* [BRANO PROPOSTO]

^^^^^^^^

Il nuovo modo di concepire la scienza
a) La scienza è un sapere sperimentale poiché si fonda sull’osservazione dei fatti e perché le sue ipotesi vengono giustificate su base empirica e non puramente razionale. L’esperimento è una procedura appositamente costruita per la verifica delle ipotesi.
b) La scienza è un sapere matematico che si fonda sul calcolo e la misura, poiché la fisica procede ad una matematizzazione dei propri dati, racchiudendoli in formule precise.
c) La scienza è un sapere intersoggettivo poiché i suoi procedimenti vogliono essere “pubblici”, e le sue scoperte pretendono di essere valide, ossia controllabili da ognuno.
d) Il fine della scienza è la conoscenza oggettiva del mondo e delle sue leggi. Ma quanto più riesce ad essere “Neutrale” e “disinteressata”, e quindi capace di scoprire relazioni autentiche tra i fenomeni, tanto più la scienza va incontro a quel fondamentale “interesse” umano che è il dominio dell’ambiente circostante.

Le forze che hanno combattuto la nuova scienza
Per affermarsi, la scienza moderna degli inizi ha dovuto combattere una storica battaglia soprattutto contro la tradizione culturale e i teologi.
Il nuovo sapere metteva in discussione molte teorie cosmologiche e fisiche, ritenute fino a quel momento cortissime. La scienza era portatrice di uno schema teorico anti-finalistico ed anti-essenzialistico che urtava contro i teoremi basilari della metafisica greca e di quella cristiana. La scienza svuotava di senso ogni dogma intellettuale legato all’autorità del passato.
Affermazioni di questo genere scatenò la reazione della cultura accademica, che trovava negli aristotelici la sua espressione di punta.

^^^^^^^^

* [DATI FORNITI]
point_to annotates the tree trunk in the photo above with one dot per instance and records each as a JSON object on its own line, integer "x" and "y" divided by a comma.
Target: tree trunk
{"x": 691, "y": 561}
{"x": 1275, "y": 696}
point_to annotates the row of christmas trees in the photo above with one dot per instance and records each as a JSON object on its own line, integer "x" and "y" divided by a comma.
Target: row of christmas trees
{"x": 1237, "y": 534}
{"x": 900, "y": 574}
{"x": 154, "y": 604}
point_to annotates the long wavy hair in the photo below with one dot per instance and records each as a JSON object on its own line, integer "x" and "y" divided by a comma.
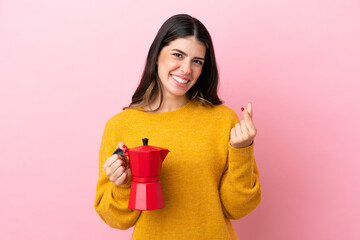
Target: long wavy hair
{"x": 205, "y": 88}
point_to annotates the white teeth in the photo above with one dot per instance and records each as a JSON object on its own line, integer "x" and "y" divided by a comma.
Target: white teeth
{"x": 180, "y": 80}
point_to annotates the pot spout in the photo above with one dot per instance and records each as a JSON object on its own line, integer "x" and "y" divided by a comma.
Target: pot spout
{"x": 163, "y": 154}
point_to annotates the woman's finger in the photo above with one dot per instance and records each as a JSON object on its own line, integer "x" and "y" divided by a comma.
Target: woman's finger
{"x": 245, "y": 131}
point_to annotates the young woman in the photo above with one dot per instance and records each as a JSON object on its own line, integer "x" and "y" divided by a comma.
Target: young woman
{"x": 210, "y": 174}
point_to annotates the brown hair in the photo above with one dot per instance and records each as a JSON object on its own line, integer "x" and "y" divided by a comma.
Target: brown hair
{"x": 205, "y": 88}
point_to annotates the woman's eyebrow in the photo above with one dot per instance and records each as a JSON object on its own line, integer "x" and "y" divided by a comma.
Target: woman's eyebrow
{"x": 186, "y": 54}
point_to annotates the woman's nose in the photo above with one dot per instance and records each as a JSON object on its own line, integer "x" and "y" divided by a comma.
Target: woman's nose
{"x": 186, "y": 67}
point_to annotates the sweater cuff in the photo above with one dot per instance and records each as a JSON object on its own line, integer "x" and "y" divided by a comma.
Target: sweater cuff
{"x": 241, "y": 154}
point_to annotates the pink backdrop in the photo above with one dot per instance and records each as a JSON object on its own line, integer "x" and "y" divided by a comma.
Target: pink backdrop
{"x": 67, "y": 66}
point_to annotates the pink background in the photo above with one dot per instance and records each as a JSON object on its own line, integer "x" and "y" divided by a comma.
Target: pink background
{"x": 67, "y": 66}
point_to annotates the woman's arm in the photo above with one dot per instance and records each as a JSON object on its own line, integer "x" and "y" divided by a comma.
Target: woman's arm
{"x": 240, "y": 189}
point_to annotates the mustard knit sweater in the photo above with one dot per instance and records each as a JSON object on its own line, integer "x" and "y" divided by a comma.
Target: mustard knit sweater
{"x": 205, "y": 181}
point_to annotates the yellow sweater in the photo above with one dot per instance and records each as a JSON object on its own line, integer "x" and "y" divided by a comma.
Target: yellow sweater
{"x": 205, "y": 181}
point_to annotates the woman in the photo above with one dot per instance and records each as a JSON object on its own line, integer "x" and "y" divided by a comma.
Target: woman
{"x": 210, "y": 175}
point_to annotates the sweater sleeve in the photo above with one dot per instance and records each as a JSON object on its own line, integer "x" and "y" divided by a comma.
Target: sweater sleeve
{"x": 111, "y": 201}
{"x": 240, "y": 189}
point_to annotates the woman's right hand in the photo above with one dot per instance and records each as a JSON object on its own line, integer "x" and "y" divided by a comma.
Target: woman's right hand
{"x": 116, "y": 167}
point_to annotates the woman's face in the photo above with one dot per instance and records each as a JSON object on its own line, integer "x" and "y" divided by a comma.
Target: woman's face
{"x": 179, "y": 65}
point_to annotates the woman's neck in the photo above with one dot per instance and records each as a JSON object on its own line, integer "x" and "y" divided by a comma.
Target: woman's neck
{"x": 169, "y": 103}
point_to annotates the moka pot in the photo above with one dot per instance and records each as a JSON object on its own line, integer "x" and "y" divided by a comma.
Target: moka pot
{"x": 145, "y": 165}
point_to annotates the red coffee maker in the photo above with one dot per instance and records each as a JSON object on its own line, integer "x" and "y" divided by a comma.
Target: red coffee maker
{"x": 145, "y": 165}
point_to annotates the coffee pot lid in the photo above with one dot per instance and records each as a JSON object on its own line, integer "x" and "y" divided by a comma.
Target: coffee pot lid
{"x": 145, "y": 147}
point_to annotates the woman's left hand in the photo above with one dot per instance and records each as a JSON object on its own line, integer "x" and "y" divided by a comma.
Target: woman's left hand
{"x": 243, "y": 134}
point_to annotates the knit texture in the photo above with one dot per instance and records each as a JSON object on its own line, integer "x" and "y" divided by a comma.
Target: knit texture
{"x": 205, "y": 181}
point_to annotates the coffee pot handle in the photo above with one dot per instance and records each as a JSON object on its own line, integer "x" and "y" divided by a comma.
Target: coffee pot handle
{"x": 121, "y": 152}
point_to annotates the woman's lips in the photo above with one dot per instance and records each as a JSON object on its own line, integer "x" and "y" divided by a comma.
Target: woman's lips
{"x": 177, "y": 80}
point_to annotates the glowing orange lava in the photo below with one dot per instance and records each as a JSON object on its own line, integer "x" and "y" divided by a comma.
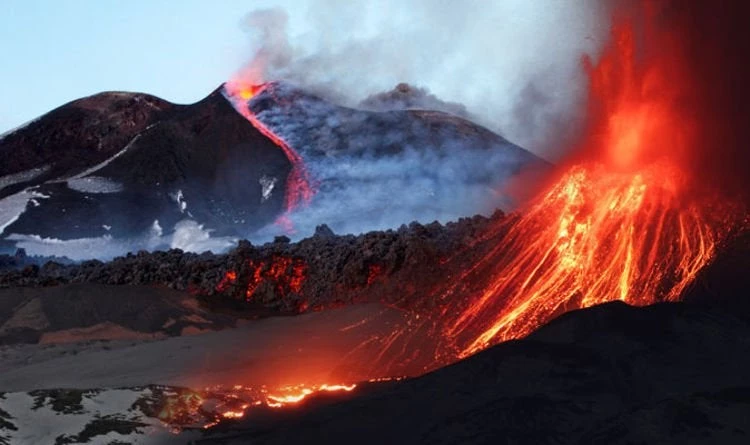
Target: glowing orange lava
{"x": 617, "y": 226}
{"x": 299, "y": 185}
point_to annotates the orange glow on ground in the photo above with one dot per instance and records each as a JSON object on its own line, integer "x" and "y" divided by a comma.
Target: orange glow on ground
{"x": 299, "y": 184}
{"x": 618, "y": 225}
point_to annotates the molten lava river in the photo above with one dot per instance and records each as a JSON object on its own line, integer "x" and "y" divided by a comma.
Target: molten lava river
{"x": 620, "y": 222}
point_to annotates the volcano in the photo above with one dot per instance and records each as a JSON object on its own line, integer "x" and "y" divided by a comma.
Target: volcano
{"x": 133, "y": 168}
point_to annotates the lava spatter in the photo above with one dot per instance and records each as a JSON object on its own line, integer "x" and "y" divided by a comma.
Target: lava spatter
{"x": 299, "y": 184}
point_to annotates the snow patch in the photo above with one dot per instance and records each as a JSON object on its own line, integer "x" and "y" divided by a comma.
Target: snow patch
{"x": 24, "y": 176}
{"x": 193, "y": 237}
{"x": 94, "y": 184}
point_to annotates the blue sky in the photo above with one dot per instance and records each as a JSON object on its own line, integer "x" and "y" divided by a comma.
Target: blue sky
{"x": 57, "y": 51}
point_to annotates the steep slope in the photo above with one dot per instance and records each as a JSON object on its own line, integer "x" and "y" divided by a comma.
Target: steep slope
{"x": 669, "y": 373}
{"x": 117, "y": 172}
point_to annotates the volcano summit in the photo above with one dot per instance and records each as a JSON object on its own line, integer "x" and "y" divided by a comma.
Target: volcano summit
{"x": 116, "y": 171}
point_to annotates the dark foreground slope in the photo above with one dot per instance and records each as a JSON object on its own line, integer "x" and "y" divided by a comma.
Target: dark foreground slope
{"x": 670, "y": 373}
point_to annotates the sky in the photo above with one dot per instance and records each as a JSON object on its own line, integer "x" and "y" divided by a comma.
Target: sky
{"x": 515, "y": 64}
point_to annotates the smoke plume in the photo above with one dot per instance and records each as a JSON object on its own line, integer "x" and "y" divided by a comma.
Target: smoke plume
{"x": 515, "y": 65}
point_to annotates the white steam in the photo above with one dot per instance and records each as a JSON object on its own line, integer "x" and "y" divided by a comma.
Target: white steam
{"x": 515, "y": 64}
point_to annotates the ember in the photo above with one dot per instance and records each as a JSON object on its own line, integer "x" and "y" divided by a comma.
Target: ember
{"x": 616, "y": 226}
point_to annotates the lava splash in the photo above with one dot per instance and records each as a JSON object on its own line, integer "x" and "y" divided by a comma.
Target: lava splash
{"x": 299, "y": 184}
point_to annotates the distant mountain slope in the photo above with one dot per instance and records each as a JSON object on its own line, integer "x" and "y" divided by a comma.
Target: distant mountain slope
{"x": 669, "y": 373}
{"x": 124, "y": 171}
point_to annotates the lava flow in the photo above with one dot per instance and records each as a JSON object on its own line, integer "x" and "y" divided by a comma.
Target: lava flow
{"x": 299, "y": 188}
{"x": 617, "y": 225}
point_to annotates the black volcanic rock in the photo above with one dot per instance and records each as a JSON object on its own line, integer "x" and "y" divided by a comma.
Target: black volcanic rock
{"x": 203, "y": 161}
{"x": 133, "y": 169}
{"x": 79, "y": 134}
{"x": 615, "y": 374}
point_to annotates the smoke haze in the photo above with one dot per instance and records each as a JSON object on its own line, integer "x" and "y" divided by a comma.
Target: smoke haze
{"x": 514, "y": 64}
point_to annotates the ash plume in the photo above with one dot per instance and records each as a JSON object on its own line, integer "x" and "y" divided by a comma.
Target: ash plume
{"x": 483, "y": 55}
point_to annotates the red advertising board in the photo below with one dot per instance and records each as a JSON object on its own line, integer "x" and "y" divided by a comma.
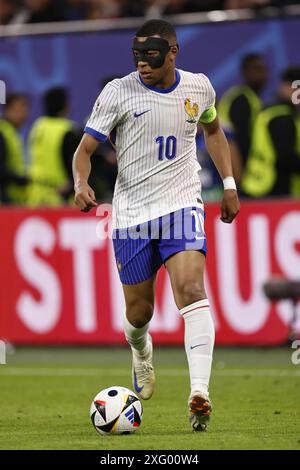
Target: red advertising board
{"x": 59, "y": 283}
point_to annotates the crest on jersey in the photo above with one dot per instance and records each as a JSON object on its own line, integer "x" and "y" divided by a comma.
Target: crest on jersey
{"x": 191, "y": 110}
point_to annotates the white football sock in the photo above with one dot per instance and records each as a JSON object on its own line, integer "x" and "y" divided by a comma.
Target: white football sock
{"x": 136, "y": 337}
{"x": 199, "y": 340}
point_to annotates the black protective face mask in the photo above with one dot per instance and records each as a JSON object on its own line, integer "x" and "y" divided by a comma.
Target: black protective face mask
{"x": 151, "y": 44}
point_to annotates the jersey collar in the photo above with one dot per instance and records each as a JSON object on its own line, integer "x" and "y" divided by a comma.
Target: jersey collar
{"x": 163, "y": 90}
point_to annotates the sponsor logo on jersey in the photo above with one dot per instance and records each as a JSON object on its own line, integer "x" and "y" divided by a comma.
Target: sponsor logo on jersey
{"x": 192, "y": 110}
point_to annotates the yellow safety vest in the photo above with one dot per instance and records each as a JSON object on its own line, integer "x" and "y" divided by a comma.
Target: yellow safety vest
{"x": 228, "y": 98}
{"x": 14, "y": 161}
{"x": 47, "y": 169}
{"x": 260, "y": 174}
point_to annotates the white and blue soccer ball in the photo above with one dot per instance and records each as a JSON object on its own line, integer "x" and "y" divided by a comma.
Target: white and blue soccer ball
{"x": 116, "y": 410}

^^^^^^^^

* [CONSEGNE]
A. Secondo il brano sulla scienza moderna, contro quali forze la scienza moderna degli inizi ha dovuto combattere soprattutto per affermarsi?
B. Prosegui il brano sulla scienza moderna a partire dalla sua ultima frase.

* [RISPOSTE ATTESE]
A. Contro la tradizione culturale e i teologi.

B.
La religione si sentiva fortemente minacciata poiché si vedeva distruggere quella visione cosmologica in cui aveva inquadrato le proprie le proprie credenze di fede. Ad inquietare la Chiesa non erano solo i contenuti della nuova scienza, ma anche il suo stesso metodo, che fondandosi sul principio della libera ricerca poteva apparire eretica quanto le tesi del libero esame delle Scritture proposto dai protestanti. I teologi della chiesa intuivano che la scienza incarnava una mentalità spregiudicatamente razionalistica.
Tra le forze che si opponevano alla scienza figurano anche la magia e l’astrologia. I maghi si trovavano spiazzati dagli scienziati, che perseguendo l’ideale di un sapere pubblico ed intersoggettivamente verificabile, distruggevano il concetto stesso di un sapere occulto; gli astrologi si vedevano contestare tutto quell’insieme di credenze cosmologiche che costituiva la base teorica delle loro pratiche divinatorie.
La scienza appariva sempre più come simbolo di quella conoscenza veramente utile all’uomo che i maghi e gli astrologi avevano cercato invano.
La vecchia cultura, la Chiesa, i fautori delle scienze occulte si trovarono dunque alleati contro la scienza. La nuova scienza finirà per imporsi, dimostrando con i fatti la propria validità e la propria utilità sociale, e quindi il proprio diritto all’esistenza.

La rivoluzione astronomica
Rilevanza e caratteristiche della rivoluzione astronomica
La Rivoluzione astronomica rappresenta uno degli avvenimenti culturali più importanti della storia dell’Occidente. Si crede che tale Rivoluzione sia dovuta a Copernico, ma è vero solo in parte, poiché questi ha semplicemente dato inizio a un processo di pensiero che ha coinvolto astronomia, filosofia e teologia.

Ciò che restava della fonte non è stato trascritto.